— BEGIN EXCERPTED TEXT —

Friday, 13 March 2009

The Big Legbreak

I’d never heard of the Big Leg Break being described as something different to your bog standard Leg Break until I read Peter Philpotts book. I thought a Leg Break was a Leg Break and when it turned big it was either - you putting more effort into it or you getting lucky and the ball turning out of some rough! I didn’t realize that there was a technique to it, but there most definitely is and if you haven’t read the book the art of wrist spin bowling you may find this contentious or simply physically impossible. The characteristics of the biggun are all pretty much as you’d expect of the Leg Break, but it just turns more – a lot more! This comes about through the application of Philpotts round the loop theory whereby the position of the wrist dictates the direction of the spin and therefore the direction of the deviation from the expected line of delivery.

The top spinner with it’s over-spin - spins forward because the wrist flicks forwards with the thumb leading the way. The batsman sees the hand with the thumb at the front and the side of the hand visible. Hold your hand out in front of your with your thumb facing your nose that’s the aspect that he sees. Now turn your hand 45 degrees anti clockwise between the Top-Spinner position to one where your thumb is pointing to your right and the face of the hand is facing you. This is the leg break position and any variation between those 45 degrees potentially offers you varying degrees of sideways deviation off the line of flight because of the sideway rotation. Needless to say the palm facing you with a big flick would mean that the ball would come down the wicket to you as the batsman with seam rotating sideway and only the smooth side of the ball visible, so once it hits the track it’s only going to go one way – sideways.

— END EXCERPTED TEXT —
— BEGIN DATA SECTION —

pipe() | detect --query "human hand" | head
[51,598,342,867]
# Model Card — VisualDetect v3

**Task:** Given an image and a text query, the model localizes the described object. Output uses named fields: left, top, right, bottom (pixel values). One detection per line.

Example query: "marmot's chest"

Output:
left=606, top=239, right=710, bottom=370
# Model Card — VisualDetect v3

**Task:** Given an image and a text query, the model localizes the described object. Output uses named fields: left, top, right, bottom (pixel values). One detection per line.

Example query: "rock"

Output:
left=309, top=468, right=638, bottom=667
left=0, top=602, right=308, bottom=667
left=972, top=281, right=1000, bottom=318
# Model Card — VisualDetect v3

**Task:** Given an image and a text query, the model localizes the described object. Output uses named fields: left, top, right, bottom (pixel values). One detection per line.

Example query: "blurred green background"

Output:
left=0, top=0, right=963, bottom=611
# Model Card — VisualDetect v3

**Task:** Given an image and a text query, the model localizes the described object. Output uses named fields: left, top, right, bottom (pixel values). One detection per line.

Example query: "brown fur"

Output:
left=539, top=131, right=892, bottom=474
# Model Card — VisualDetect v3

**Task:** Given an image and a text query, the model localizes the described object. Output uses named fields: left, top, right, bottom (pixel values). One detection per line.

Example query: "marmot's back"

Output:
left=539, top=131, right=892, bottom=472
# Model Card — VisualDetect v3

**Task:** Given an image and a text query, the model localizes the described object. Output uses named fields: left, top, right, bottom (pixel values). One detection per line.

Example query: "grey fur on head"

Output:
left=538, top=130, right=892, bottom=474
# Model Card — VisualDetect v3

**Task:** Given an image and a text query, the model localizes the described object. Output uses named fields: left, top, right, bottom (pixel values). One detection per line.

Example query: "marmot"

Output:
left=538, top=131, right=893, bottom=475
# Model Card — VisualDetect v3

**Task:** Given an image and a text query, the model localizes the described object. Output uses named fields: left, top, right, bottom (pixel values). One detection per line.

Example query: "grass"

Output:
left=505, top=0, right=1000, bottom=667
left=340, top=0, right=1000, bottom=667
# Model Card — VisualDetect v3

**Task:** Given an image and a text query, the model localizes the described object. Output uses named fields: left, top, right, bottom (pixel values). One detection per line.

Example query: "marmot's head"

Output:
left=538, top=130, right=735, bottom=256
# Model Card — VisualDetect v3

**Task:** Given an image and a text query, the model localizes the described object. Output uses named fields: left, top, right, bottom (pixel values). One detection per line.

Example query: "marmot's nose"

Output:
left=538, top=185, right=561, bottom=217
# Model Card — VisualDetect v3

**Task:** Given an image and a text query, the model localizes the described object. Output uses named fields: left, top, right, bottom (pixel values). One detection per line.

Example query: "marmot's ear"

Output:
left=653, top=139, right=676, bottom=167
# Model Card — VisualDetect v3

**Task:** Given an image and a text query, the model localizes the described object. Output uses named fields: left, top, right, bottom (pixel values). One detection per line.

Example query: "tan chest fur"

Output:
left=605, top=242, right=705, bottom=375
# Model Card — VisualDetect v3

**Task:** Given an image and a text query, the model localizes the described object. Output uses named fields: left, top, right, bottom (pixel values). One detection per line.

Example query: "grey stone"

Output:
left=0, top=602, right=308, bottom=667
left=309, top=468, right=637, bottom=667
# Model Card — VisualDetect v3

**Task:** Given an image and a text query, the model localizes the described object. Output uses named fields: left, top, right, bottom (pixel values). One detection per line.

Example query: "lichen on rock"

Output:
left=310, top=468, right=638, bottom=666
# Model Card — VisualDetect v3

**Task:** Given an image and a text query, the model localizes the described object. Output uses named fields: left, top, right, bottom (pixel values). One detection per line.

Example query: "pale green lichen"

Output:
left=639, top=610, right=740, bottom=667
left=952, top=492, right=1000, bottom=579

— END DATA SECTION —

CHALLENGES ::
**a)** Retype the passage on the big leg break, starting at "I’d never heard" and ending at "line of delivery.".
**b)** According to the passage on the big leg break, what accounts for this delivery turning so much more than an ordinary leg break? Answer in one to three sentences.

RESPONSES IN ORDER ::
**a)**
I’d never heard of the Big Leg Break being described as something different to your bog standard Leg Break until I read Peter Philpotts book. I thought a Leg Break was a Leg Break and when it turned big it was either - you putting more effort into it or you getting lucky and the ball turning out of some rough! I didn’t realize that there was a technique to it, but there most definitely is and if you haven’t read the book the art of wrist spin bowling you may find this contentious or simply physically impossible. The characteristics of the biggun are all pretty much as you’d expect of the Leg Break, but it just turns more – a lot more! This comes about through the application of Philpotts round the loop theory whereby the position of the wrist dictates the direction of the spin and therefore the direction of the deviation from the expected line of delivery.

**b)** The extra turn comes from applying the round-the-loop theory. Under this theory, the position of the wrist dictates the direction of the spin and, therefore, the direction in which the ball deviates from its expected line of delivery.